> _GIVEN TASK_:
Recast every line of the records below as a JSON list of strings, one string per line, skipping blank lines. Leave the pictures out of the list.

START TASK INPUTS

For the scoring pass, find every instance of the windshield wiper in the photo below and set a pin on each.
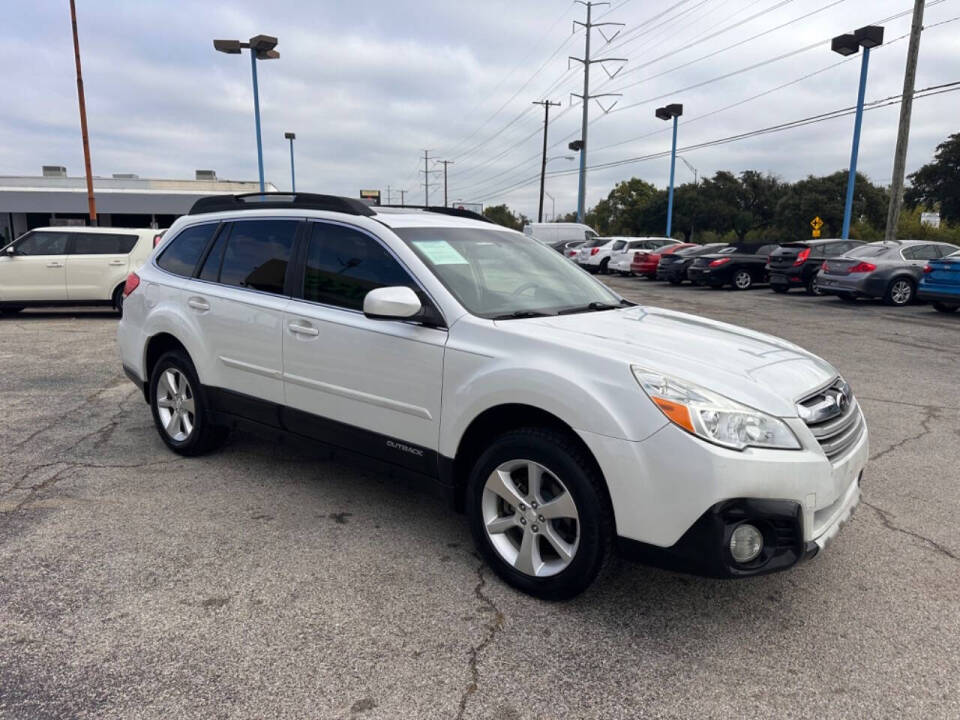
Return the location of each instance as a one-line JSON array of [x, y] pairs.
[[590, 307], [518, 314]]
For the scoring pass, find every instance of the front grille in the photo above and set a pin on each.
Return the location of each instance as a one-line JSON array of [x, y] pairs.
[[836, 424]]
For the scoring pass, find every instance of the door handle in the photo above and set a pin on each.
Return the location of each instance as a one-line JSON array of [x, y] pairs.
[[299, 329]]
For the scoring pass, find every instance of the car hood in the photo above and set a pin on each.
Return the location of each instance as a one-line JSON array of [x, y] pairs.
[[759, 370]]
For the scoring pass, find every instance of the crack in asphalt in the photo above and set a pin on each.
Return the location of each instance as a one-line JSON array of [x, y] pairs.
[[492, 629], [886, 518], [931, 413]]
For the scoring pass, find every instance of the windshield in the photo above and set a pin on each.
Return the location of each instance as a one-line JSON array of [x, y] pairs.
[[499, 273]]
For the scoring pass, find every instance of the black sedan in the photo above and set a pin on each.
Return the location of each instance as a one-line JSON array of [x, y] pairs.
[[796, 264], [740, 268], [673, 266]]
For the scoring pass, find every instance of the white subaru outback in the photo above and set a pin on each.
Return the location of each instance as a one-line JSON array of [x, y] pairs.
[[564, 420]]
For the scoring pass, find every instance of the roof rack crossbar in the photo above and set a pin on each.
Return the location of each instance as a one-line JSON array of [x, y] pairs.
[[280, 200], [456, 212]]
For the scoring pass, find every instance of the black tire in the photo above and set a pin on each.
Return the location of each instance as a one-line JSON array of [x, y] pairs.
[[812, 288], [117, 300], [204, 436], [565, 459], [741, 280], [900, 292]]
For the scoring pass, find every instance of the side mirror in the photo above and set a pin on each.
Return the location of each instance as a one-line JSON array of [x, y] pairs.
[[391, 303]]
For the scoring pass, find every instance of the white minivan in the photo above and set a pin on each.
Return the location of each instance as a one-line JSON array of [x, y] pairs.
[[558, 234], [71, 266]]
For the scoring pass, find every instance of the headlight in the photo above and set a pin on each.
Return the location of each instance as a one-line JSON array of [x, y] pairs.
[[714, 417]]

END TASK INPUTS

> _RESPONSE TO THE EXERCISE_:
[
  "For the scoring pass, find every instance of the windshield wiper in the photo below and set a pin on each.",
  "Return the location of each instance as a one-line JSON array of [x, y] pairs.",
  "[[590, 307], [518, 314]]",
  "For the scoring pass, find every instance of the front grille in the photo above and set a pin on each.",
  "Return the location of each instance as a one-line JSON array of [x, y] pairs.",
  "[[836, 424]]",
  "For the scoring pass, find every instance of the door handle in the photo above and set a pin on each.",
  "Return the location of each instance as a one-line JSON array of [x, y] pairs.",
  "[[299, 329]]",
  "For the scoring pass, find every instance of the car hood in the photo above and set a pin on each.",
  "Return the location of each instance as a one-line JSON array of [x, y] pairs.",
  "[[759, 370]]",
  "For the scoring pass, find every instance of the crack in asphalt in the photo above and set a pin on each.",
  "Return the location of each instance as a one-line JSON array of [x, y] pairs.",
  "[[492, 629], [886, 518], [931, 413]]",
  "For the scoring pass, find every instance of the windshield in the photo above and set a pin on each.",
  "Return the location of each instance as a one-line JSON array of [x, y] pairs.",
  "[[499, 273]]",
  "For the scoring pass, find every instance of the black sedan in the photo above and set a pin on each.",
  "Return the location of each instance as a one-line JSON array of [x, y] pairs.",
  "[[796, 264], [740, 268], [673, 266]]",
  "For the scoring pass, find every instance of the white subaru outback in the photo above and set a pin on each.",
  "Return the location of each instance as a one-line JSON array of [x, y] pairs.",
  "[[564, 420]]",
  "For the scoring pass, find every instance of the roof rack crossbar in the photo above and set a pin on each.",
  "Return the location of each instance as a one-line JSON array of [x, y] pairs.",
  "[[280, 200], [456, 212]]",
  "For the scoring pass, find every instance of the black tire in the photo above and set a pin on each.",
  "Return the location of each instance as a one-line JSON array of [x, y] pairs.",
  "[[812, 288], [117, 300], [204, 436], [565, 459], [741, 280], [900, 292]]",
  "For the scoring pass, find every instance of the side mirror in the photo above and set a pin on each.",
  "Return the location of each instance as a one-line JSON array of [x, y] pairs.",
  "[[391, 303]]",
  "For the scoring pass, find every instance of the white minivan in the photo above and set a pin on each.",
  "Return the location of each instance as a one-line JSON array of [x, y] pairs.",
  "[[558, 234], [71, 266]]",
  "For the scoring pass, find every instance of the headlight in the photo above and set a pin on each.",
  "Return the location of each instance as a one-line JSON array of [x, y] pairs.",
  "[[714, 417]]"
]